Challenge →
Give every one of the entries below as a two-column CSV with the columns instruction and answer. Each entry gets one row, with its text and its answer each in a single quoted field and all line breaks replaced by spaces.
##############################
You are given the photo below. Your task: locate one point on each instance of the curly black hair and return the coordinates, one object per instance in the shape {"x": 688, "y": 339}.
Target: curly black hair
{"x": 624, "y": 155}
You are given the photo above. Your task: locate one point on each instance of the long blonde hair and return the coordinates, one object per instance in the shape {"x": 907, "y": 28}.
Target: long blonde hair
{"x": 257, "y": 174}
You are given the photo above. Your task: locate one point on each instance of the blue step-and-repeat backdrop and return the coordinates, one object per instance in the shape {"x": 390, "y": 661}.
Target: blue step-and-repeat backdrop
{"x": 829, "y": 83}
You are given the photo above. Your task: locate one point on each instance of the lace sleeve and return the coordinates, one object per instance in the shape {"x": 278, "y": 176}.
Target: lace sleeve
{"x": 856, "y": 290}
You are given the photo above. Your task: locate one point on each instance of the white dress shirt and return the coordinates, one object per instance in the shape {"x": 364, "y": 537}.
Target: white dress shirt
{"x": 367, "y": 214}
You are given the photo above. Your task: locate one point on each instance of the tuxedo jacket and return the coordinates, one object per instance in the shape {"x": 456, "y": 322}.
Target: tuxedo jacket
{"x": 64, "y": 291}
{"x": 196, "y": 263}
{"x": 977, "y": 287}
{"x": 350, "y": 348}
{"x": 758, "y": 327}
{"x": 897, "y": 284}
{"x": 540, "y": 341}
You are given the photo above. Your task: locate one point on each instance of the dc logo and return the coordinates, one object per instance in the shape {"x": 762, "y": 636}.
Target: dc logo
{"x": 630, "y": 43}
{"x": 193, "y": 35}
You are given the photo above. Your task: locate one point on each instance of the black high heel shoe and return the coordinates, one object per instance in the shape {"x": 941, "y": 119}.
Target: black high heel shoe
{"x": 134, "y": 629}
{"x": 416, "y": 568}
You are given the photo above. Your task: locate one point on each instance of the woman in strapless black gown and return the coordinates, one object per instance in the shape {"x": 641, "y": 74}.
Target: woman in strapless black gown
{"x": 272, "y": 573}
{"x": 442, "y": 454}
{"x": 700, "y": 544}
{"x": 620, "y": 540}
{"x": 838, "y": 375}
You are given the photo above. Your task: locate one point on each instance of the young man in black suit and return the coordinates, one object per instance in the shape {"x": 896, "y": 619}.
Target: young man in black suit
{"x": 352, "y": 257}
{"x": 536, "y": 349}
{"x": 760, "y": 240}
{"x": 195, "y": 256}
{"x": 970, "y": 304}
##############################
Exercise solution →
instruction,answer
"You are given the photo below. Your task: locate one point on each instance of the curly black hair and return the coordinates, one object per instance in the shape {""x"": 688, ""y"": 339}. Target: curly black hair","{""x"": 624, ""y"": 155}"
"You are given the photo above. Your task: locate one point on each instance of the long blonde hair and return the coordinates, one object per instance in the shape {""x"": 907, ""y"": 28}. Target: long blonde hair","{""x"": 257, ""y"": 174}"
"You are given the photo above. Your task: locate one point on each instance of the blue step-and-repeat backdrop and return the coordinates, one object per instance in the shape {""x"": 390, ""y"": 661}. Target: blue step-and-repeat backdrop","{""x"": 829, ""y"": 83}"
"You are given the photo above. Your task: locate one point on each instance of the lace sleeve and return the coordinates, one object per instance in the shape {""x"": 278, ""y"": 176}. Target: lace sleeve","{""x"": 856, ""y"": 290}"
"You are given the photo above. Your task: locate one point on each instance of the white dress shirt and return the coordinates, one object per instance in the shape {""x"": 364, ""y"": 537}. Target: white dress shirt","{""x"": 367, ""y"": 214}"
"You are given the photo above. Your task: locate one point on each instance of the tuxedo jacket and return the coordinates, one object per instance in the shape {""x"": 456, ""y"": 322}. Target: tuxedo jacket","{""x"": 64, ""y"": 291} {""x"": 196, ""y"": 263} {""x"": 977, ""y"": 287} {""x"": 350, ""y"": 348} {""x"": 758, ""y"": 327} {""x"": 897, ""y"": 284} {""x"": 540, ""y"": 341}"
"You are given the photo above. Your task: locate one point on each instance of the dc logo and return the coordinates, one object per instance in the shape {""x"": 762, ""y"": 636}. Target: dc logo","{""x"": 630, ""y"": 43} {""x"": 193, ""y"": 35}"
"You are given the photo above. Your task: locate one point on each instance of the black high heel shoe and return the coordinates, one object per instance in the shape {""x"": 941, ""y"": 119}. Target: black high heel shoe","{""x"": 134, ""y"": 629} {""x"": 416, ""y"": 568}"
"You are given the photo above. Your task: locate one point on each instance of the woman in strapless black gown and return the coordinates, one object per instance in the shape {""x"": 641, ""y"": 74}. Target: woman in strapless black gown","{""x"": 272, ""y"": 573} {""x"": 442, ""y"": 454} {""x"": 700, ""y"": 544} {""x"": 620, ""y"": 540} {""x"": 838, ""y"": 375}"
"You are given the photo above. Your task: locate one point on each instance of the young man in black suit and return the coordinates, one object per instance in the shape {""x"": 896, ""y"": 619}. Target: young man in black suit","{""x"": 352, ""y"": 257} {""x"": 536, ""y"": 349} {""x"": 760, ""y"": 240} {""x"": 195, ""y"": 256} {""x"": 970, ""y"": 304}"